▸ Exercise: Please rewrite the paragraph beginning "Christus was born in Baarle" from the Petrus Christus extract as a short bulleted list that keeps its main facts.

▸ Extract provided:
Petrus Christus

Petrus Christus (Dutch pronunciation: [ˈpeː.trʏs ˈkrɪs.tʏs, ˈxrɪs-]; c. 1410/1420 – 1475/1476) was an Early Netherlandish painter active in Bruges from 1444, where, along with Hans Memling, he became the leading painter after the death of Jan van Eyck. He was influenced by van Eyck and Rogier van der Weyden and is noted for his innovations with linear perspective and a meticulous technique which seems derived from miniatures and manuscript illumination. Today, some 30 works are confidently attributed to him.[1] The best known include the Portrait of a Carthusian (1446) and Portrait of a Young Girl (c.1470); both are highly innovative in the presentation of the figure against detailed, rather than flat, backgrounds.

The Annunciation, c. 1450, Metropolitan Museum of Art

For the period between the death of Jan van Eyck in 1441 and Hans Memling establishing himself in the city in the mid-1460s, Christus was the leading painter in Bruges, which was then the leading Netherlandish centre of painting.[2]

Christus was an anonymous figure for centuries, his importance not established until the work of modern art historians. Giorgio Vasari barely mentions him in his biographies of painters, written in the Renaissance, and near contemporary records merely list him amongst many others. In the early to mid-nineteenth century, Gustav Waagen (who identified him French-style as "Pierre Christophsen") and Johann David Passavant were important in establishing Christus's biographical details and in attributing works to him.[3]

Life

Isabel of Portugal with St. Elizabeth, 1457–60. Groeningemuseum, Bruges

Christus was born in Baarle, near Antwerp and Breda. Long considered a student of and successor to Jan van Eyck, his paintings have sometimes been confused with those of van Eyck.[4] At the death of van Eyck in 1441, it is thought that Christus took over his master's workshop. Christus purchased his Bruges citizenship in 1444, exactly three years after van Eyck's death,[5] taking advantage of a decree set down by Philip the Good allowing in men indebted to him after the Bruges Revolt of 1436–38. Had he been an active pupil in van Eyck's Bruges workshop in 1441, he would have received his citizenship automatically after the customary period of one year and one day.[6] Christus may have been van Eyck's successor in the Bruges school, but perhaps not his pupil. Recent research reveals that Christus, long seen only in his predecessor's light, was an independent painter whose work shows just as much influence from, among others, Dirk Bouts, Robert Campin and Rogier van der Weyden.

▸ Source excerpt:
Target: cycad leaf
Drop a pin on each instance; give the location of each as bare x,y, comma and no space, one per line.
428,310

▸ Output below:
- Christus was born in Baarle, near Antwerp and Breda.
- He was long considered Jan van Eyck's student and successor, and his paintings have sometimes been confused with van Eyck's.
- He is thought to have taken over van Eyck's workshop when van Eyck died in 1441.
- He bought Bruges citizenship in 1444, exactly three years after van Eyck's death. He did so under a decree by Philip the Good that admitted men indebted to him after the Bruges Revolt of 1436–38.
- An active pupil in van Eyck's Bruges workshop in 1441 would have received citizenship automatically after one year and one day. So Christus may have been van Eyck's successor in the Bruges school without having been his pupil.
- Recent research shows he was an independent painter. His work shows as much influence from Dirk Bouts, Robert Campin, Rogier van der Weyden and others as from van Eyck.